EXCERPTED TEXT —
Statistics for RL

This page covers the statistics you need to analyze RL experiments: computing and interpreting mean, variance, standard deviation, standard error, histograms, and correlation. Back to Math for RL.

Core concepts

Mean

The sample mean (average) of observations \(x_1, \ldots, x_n\) is: \(\bar{x} = \frac{1}{n}\sum_{i=1}^n x_i\)

The mean is the single best summary of a dataset — it tells you the center of the distribution.

In RL: The average reward per episode is the most common performance metric. When comparing two policies, you compare their mean episode rewards across many evaluation runs.

Variance and standard deviation

The sample variance measures spread around the mean: \(\sigma^2 = \frac{1}{n-1}\sum_{i=1}^n (x_i - \bar{x})^2\)

The standard deviation is \(\sigma = \sqrt{\sigma^2}\) — it is in the same units as the data, making it more interpretable than variance.

USING THE INFORMATION —
(1) According to the statistics page, why is standard deviation more interpretable than variance? Answer in one to three sentences.
(2) Continue the statistics page from the point where it stops.

[Items from a data source]

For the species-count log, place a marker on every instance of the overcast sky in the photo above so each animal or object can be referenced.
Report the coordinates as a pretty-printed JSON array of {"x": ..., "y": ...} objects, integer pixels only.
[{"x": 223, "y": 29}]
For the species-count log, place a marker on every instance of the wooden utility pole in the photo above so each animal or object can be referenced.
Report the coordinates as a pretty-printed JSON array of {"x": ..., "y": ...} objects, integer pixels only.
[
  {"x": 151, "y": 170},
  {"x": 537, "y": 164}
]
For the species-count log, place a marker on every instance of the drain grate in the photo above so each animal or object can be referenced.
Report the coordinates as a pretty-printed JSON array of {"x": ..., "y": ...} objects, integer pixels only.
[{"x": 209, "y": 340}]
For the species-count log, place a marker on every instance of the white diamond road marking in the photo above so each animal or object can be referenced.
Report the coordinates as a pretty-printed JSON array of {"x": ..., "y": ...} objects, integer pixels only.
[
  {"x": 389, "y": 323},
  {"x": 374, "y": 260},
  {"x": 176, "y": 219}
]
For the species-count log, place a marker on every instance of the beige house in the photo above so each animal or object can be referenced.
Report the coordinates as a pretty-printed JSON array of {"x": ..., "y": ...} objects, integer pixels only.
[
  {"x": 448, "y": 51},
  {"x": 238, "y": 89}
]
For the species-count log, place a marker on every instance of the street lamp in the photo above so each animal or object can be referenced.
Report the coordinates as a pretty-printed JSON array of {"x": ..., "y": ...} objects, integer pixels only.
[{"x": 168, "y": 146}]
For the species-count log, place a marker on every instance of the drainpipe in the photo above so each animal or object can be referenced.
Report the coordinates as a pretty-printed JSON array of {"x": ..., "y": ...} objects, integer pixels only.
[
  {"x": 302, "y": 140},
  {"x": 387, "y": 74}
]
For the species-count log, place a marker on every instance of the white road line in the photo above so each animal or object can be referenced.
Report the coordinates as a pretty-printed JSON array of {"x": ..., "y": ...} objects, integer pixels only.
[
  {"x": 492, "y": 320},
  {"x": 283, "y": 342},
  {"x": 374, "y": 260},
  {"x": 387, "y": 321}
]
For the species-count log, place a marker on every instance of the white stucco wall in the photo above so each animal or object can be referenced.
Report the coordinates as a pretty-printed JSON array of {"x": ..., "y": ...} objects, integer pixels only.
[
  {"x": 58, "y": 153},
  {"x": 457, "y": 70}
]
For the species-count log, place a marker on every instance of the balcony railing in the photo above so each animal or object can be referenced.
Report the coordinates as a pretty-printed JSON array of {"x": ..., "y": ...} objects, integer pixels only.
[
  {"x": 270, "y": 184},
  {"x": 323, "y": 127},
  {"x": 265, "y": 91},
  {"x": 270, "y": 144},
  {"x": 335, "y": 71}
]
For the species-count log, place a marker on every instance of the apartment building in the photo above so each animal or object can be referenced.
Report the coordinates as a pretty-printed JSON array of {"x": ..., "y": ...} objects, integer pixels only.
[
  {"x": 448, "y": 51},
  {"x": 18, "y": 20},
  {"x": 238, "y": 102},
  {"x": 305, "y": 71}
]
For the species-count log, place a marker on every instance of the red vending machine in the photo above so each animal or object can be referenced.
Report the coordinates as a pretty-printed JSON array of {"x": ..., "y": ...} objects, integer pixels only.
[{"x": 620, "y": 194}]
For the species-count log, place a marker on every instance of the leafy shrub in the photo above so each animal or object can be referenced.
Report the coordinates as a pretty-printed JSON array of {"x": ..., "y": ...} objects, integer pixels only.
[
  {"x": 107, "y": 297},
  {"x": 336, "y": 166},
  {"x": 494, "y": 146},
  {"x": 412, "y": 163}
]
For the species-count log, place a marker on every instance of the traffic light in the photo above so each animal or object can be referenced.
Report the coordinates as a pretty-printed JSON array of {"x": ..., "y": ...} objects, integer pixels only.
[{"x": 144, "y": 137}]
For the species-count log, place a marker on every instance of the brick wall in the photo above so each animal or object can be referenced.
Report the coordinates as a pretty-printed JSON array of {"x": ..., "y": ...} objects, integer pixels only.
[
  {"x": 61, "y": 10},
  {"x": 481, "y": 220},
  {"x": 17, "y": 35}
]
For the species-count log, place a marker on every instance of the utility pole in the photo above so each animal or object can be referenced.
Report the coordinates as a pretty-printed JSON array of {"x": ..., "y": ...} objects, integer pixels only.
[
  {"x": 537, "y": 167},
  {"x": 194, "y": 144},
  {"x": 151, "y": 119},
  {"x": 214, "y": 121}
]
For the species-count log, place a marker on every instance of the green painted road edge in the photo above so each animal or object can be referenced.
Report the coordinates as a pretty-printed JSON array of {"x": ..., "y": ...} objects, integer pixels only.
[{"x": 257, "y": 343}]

EXPECTED RESPONSES —
(1) Standard deviation is the square root of the variance, so it is in the same units as the data. That makes it easier to interpret than variance.

(2)
In RL: High variance in returns means the policy is unstable — it sometimes achieves high rewards and sometimes fails. An unstable policy (high \(\sigma\)) is often worse than one with a lower mean but more consistency. Policy gradient methods (like PPO) explicitly reduce variance in the gradient estimate by using advantage functions.

Standard error of the mean

The standard error (SE) measures uncertainty in the sample mean itself: \(\text{SE} = \frac{\sigma}{\sqrt{n}}\)

SE decreases as you collect more samples — the more evaluation runs you do, the more confident you are in the mean.

In RL: When reporting evaluation results, always report mean ± SE (or mean ± std) over multiple evaluation episodes. A result like “mean reward = 250 ± 15” is meaningful; “mean reward = 250” from 2 episodes is not.

Histograms

A histogram shows the distribution of values by counting how many observations fall into each bin. It reveals shape (unimodal, bimodal, skewed), outliers, and spread.

In RL: Plotting the histogram of episode returns over many evaluation runs shows whether the policy has a consistent distribution or occasional catastrophic failures. A bimodal histogram (returns cluster near 0 and near 500) suggests the policy sometimes gets stuck.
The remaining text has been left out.